◆ **原文节选**
┏━━
在安倍晋三中枪身亡之前,中国网络上讨论最热烈的话题是什么?
没错,是雪糕。围绕本土网红雪糕品牌钟薛高的种种质疑已连续霸占热搜榜一周之久;
即便安倍事件后,讨论热度被暂时稀释,网友们却并未放弃追杀钟薛高,“钟薛高滚出中国” 、“反人类雪糕必须要被摧毁”的呼声依然呈现蔓延之势。
点燃舆论的导火索,是有网友反映“钟薛高在31℃室温下放置1小时不融化”,考虑到该品牌雪糕单支普遍在10元以上的定价,这种挑战认知常识的现象迅速激发了网友们对钟薛高“价高质低”的质疑。
一场对产品成分的现象级大讨论,就此展开。
(图源:澎湃视频截图)
短短几天,怎么搞一下子钟薛高,已经从室温下静置1个小时的土办法,历经短暂的打火机燃烧阶段,快速升级到了1500度的超高温火枪喷射模式。
甚至,还有的硬核网友,把钟薛高裹上面包糠,丢油锅里炸:
尽管钟薛高官方回应以上实验方式“并不科学”,官媒也携专家下场科普“添加剂越多,越难融化”的说法实则并不准确,但直到上海市场监督管理局明确表示对此事展开调查,针对钟薛高“产品配不上价格” 、“是不是智商税”的讨论,仍在互联网上不断发酵。
┗━━
◆ **待办任务**
a) 根据关于钟薛高的这段文字回答以下问题:
(i) 网友反映钟薛高在多少摄氏度的室温下放置多久不融化?
(ii) 网友用火枪喷射时,温度达到了多少度?
(iii) 哪个部门明确表示对此事展开调查?
b) 请逐字照录关于钟薛高的这段文字,从“(图源:澎湃视频截图)”开始,到“讨论,仍在互联网上不断发酵。”结束。

◆ **原始资料**
┏━━
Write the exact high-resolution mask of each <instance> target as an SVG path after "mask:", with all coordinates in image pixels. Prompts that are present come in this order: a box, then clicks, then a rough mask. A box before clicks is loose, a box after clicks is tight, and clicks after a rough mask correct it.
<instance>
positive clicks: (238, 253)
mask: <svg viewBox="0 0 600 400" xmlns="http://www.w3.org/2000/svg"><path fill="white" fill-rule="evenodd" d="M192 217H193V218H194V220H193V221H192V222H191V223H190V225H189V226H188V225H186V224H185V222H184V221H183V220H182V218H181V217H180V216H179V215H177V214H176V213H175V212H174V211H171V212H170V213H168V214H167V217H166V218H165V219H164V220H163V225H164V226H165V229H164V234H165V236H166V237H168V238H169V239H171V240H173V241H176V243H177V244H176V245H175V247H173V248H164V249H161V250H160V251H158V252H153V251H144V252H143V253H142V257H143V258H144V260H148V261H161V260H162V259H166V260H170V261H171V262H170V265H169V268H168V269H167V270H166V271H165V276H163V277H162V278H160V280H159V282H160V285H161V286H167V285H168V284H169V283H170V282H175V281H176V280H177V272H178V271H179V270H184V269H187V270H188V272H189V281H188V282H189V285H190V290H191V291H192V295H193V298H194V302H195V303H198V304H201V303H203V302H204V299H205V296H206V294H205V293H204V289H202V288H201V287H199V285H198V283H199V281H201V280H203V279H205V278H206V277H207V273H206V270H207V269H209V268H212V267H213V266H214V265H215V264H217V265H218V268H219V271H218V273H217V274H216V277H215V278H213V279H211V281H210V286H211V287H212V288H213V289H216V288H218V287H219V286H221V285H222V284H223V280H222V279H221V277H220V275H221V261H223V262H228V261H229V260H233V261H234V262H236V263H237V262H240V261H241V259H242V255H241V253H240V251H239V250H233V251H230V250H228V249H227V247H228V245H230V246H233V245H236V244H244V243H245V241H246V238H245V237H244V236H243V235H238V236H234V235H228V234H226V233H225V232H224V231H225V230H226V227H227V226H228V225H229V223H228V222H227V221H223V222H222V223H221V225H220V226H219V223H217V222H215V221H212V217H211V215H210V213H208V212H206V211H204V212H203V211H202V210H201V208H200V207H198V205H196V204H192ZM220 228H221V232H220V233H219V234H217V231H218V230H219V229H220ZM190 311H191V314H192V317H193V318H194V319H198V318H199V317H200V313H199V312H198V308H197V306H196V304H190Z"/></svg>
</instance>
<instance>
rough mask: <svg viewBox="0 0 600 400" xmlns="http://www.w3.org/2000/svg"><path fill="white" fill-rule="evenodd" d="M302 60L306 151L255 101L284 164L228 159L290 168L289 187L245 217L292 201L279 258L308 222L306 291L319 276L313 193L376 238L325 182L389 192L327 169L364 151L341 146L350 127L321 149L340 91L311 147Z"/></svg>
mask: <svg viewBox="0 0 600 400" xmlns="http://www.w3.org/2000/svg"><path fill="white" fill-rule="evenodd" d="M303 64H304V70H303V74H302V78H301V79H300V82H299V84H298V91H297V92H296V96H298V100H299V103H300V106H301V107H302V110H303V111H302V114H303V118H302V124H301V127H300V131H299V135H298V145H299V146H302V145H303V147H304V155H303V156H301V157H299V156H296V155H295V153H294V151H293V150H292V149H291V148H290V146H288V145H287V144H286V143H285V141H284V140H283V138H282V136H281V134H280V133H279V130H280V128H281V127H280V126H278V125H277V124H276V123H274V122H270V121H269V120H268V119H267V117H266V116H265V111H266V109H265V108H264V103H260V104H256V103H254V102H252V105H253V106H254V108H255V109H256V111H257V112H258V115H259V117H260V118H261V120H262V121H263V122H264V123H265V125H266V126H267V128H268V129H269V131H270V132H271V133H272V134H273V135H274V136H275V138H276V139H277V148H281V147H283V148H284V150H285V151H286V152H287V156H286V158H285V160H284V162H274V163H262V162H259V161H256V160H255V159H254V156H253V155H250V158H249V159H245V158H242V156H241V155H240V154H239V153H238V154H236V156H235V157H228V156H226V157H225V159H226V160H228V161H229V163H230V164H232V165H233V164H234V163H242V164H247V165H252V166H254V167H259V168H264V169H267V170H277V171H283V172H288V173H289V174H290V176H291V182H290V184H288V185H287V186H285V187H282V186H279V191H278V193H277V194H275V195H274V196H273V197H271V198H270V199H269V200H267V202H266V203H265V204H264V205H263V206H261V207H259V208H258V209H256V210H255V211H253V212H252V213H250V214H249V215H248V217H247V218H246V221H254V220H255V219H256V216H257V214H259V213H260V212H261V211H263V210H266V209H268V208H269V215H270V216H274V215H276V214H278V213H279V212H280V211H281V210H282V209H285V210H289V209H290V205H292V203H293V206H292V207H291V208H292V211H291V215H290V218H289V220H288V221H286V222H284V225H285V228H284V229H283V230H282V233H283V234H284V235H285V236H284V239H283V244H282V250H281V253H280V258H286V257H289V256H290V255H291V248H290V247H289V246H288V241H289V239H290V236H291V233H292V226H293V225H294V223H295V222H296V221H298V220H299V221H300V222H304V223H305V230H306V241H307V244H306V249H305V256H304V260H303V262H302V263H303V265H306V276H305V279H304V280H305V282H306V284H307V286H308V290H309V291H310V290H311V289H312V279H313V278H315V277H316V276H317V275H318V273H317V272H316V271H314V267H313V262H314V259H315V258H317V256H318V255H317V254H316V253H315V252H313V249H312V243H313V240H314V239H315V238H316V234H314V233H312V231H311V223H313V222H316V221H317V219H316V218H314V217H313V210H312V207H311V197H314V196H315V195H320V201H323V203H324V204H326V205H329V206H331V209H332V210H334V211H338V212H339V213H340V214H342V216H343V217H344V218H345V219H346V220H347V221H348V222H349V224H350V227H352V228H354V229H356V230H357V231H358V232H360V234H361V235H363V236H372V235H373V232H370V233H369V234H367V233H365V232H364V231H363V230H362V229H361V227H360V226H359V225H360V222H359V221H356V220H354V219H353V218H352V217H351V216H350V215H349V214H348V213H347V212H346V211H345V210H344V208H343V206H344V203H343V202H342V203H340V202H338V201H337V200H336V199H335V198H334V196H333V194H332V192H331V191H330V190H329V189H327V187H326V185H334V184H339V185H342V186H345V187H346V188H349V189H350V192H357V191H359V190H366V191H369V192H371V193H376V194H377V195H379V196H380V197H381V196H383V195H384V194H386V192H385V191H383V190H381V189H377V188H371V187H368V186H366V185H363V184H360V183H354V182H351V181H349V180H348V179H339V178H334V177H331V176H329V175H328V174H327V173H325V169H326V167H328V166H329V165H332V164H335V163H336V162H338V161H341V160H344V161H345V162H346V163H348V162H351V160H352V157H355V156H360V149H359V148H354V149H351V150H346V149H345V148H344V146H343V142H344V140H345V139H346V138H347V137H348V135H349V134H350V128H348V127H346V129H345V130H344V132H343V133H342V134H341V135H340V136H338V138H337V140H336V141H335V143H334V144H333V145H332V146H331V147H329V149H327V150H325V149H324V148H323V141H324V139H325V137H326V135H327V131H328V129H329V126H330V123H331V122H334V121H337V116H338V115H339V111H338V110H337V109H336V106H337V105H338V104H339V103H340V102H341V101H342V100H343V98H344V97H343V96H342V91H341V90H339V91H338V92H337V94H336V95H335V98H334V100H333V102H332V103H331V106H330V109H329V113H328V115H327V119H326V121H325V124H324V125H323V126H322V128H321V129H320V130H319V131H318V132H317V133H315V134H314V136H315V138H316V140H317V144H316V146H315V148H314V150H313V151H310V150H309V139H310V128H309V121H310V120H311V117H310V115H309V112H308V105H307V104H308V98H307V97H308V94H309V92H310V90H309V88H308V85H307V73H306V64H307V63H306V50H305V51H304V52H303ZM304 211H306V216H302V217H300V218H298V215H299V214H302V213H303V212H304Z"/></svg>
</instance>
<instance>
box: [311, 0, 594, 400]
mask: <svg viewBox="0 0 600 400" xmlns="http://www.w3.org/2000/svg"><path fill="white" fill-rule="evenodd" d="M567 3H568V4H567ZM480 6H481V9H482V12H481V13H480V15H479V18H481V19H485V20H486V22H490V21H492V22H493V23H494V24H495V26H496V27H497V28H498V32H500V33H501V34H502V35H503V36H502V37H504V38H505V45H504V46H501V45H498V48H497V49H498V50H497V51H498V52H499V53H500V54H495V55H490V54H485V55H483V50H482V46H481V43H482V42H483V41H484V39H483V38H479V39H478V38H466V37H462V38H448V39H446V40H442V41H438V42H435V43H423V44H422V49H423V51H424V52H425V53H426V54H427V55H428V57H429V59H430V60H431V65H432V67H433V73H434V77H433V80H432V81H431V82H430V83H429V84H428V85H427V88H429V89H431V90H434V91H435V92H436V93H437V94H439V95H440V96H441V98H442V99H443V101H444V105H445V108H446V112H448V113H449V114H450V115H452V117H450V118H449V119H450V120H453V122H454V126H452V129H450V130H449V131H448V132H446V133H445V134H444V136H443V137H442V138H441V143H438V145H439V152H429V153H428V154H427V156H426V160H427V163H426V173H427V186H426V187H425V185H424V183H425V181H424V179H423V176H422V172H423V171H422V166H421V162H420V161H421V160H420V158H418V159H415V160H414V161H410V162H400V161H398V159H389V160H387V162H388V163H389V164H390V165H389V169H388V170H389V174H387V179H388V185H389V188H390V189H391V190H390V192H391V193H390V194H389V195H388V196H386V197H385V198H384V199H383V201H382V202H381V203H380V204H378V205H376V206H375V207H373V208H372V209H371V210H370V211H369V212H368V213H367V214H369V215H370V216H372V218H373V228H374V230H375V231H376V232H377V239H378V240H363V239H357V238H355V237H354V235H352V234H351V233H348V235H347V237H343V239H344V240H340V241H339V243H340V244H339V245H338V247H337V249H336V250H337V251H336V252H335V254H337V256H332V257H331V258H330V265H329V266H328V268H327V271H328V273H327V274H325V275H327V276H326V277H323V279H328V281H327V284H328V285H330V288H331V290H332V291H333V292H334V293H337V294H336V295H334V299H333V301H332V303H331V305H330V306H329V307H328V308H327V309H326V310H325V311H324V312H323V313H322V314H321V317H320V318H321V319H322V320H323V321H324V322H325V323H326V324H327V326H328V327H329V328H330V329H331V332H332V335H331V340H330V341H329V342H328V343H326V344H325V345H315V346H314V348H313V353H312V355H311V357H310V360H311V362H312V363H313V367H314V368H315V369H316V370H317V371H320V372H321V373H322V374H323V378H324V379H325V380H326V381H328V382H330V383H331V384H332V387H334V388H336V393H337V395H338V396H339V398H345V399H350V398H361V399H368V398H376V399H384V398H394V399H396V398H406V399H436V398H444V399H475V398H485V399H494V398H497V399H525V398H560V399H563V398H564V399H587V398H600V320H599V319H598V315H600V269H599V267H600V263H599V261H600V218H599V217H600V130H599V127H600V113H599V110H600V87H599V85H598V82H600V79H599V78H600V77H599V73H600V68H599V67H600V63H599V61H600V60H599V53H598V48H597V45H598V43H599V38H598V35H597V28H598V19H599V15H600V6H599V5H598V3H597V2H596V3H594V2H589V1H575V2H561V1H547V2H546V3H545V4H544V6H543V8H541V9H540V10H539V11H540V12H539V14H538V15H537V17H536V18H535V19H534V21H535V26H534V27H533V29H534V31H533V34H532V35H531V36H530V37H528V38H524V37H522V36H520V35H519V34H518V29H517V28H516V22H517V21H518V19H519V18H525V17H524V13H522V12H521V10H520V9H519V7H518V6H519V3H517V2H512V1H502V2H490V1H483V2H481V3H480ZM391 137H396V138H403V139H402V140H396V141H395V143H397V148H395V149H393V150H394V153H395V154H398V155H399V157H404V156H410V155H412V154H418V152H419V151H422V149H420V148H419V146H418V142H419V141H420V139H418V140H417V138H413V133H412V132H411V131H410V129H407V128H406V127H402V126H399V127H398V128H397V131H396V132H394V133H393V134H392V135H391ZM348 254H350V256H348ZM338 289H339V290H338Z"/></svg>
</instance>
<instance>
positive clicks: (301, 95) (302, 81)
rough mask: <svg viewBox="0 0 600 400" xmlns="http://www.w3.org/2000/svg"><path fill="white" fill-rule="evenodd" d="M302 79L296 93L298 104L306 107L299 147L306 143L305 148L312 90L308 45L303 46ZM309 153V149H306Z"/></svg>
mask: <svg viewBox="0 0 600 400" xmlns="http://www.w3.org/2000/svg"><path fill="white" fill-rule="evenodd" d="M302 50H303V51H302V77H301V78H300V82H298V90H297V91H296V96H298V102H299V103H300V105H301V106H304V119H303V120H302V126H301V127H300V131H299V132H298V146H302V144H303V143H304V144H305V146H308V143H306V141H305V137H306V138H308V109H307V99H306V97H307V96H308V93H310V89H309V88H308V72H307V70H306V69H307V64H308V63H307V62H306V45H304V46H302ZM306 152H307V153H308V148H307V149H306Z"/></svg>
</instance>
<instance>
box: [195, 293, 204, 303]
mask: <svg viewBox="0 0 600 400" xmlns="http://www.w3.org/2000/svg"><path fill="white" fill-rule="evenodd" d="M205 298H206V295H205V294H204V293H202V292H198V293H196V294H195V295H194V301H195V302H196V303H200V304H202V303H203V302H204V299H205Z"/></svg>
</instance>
┗━━
◆ **逐题答案**
a)
(i) 31℃室温下放置1小时不融化。
(ii) 1500度。
(iii) 上海市场监督管理局。

b)
(图源:澎湃视频截图)
短短几天,怎么搞一下子钟薛高,已经从室温下静置1个小时的土办法,历经短暂的打火机燃烧阶段,快速升级到了1500度的超高温火枪喷射模式。
甚至,还有的硬核网友,把钟薛高裹上面包糠,丢油锅里炸:
尽管钟薛高官方回应以上实验方式“并不科学”,官媒也携专家下场科普“添加剂越多,越难融化”的说法实则并不准确,但直到上海市场监督管理局明确表示对此事展开调查,针对钟薛高“产品配不上价格” 、“是不是智商税”的讨论,仍在互联网上不断发酵。